Answer these questions using the Borderlands 4 text below, which comes before the lines.
(a) What is the name of the first zone in Borderlands 4?
(b) In which game is the Hinterlands zone found?
(c) Which two characters does the text mention alongside the Burn?

* Begin READING PASSAGE *

Borderlands 4 is great, but it doesn't quite make the best first impression. There's nothing necessarily wrong with its first zone, The Fadefields, but it's definitely the most droll place to quest in Kairos. You could be Mad Max-ing it with Zane and Moxxie in the Burn, after all.

The problem with the Fadefields is it's big, fairly visually nondescript, drenched in sidequests, and—oh god, it's the Hinterlands. We've done a Hinterlands again.

In case you're unfamiliar, the Hinterlands is an infamous zone in Dragon Age: Inquisition, known for being both stonking massive and, pardon the pun, taking a dragon's age to get through. It's a major drop-off point for the RPG, and I get the feeling that the Fadefields is the same.

I've had to blitz through the campaign after doing a few sidequests for the review, and I can say with certainty that doing so is the correct on-ramp to Borderlands 4. Not just for the vibes (variety is the spice of life), but there's also a mechanical reason you might want to bank most of those sidequests for later, too.

* End READING PASSAGE *
* Begin DATASET *

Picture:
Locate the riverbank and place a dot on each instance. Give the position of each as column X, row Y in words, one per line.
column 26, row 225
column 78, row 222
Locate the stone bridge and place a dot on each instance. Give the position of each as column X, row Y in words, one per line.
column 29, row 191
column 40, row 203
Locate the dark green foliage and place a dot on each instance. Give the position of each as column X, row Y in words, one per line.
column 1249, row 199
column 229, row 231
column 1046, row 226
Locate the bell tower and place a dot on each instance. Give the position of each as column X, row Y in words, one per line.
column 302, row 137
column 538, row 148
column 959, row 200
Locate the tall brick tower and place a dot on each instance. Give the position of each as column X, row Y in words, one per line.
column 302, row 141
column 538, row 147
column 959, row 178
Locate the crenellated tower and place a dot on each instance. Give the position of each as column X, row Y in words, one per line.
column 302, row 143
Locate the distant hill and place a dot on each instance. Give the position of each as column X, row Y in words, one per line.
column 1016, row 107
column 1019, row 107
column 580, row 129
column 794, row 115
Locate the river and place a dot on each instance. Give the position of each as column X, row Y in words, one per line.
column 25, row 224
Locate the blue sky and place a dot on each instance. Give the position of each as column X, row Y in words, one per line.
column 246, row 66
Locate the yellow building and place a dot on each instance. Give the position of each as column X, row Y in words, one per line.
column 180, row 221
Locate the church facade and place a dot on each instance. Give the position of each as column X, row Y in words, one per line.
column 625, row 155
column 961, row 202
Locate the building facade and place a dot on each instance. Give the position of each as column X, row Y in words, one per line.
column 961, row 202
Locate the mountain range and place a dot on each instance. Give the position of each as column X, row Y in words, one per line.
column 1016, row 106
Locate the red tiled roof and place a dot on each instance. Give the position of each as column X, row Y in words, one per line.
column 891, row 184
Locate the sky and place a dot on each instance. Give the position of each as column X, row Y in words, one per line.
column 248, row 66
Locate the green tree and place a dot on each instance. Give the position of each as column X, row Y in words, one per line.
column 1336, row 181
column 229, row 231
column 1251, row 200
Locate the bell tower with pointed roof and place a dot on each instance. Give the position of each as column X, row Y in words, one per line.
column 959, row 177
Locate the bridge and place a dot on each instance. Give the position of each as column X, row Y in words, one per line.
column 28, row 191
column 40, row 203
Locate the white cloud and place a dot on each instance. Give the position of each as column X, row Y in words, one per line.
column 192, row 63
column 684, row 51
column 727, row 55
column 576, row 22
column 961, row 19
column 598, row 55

* End DATASET *

FINISHED ANSWER:
(a) The Fadefields
(b) Dragon Age: Inquisition
(c) Zane and Moxxie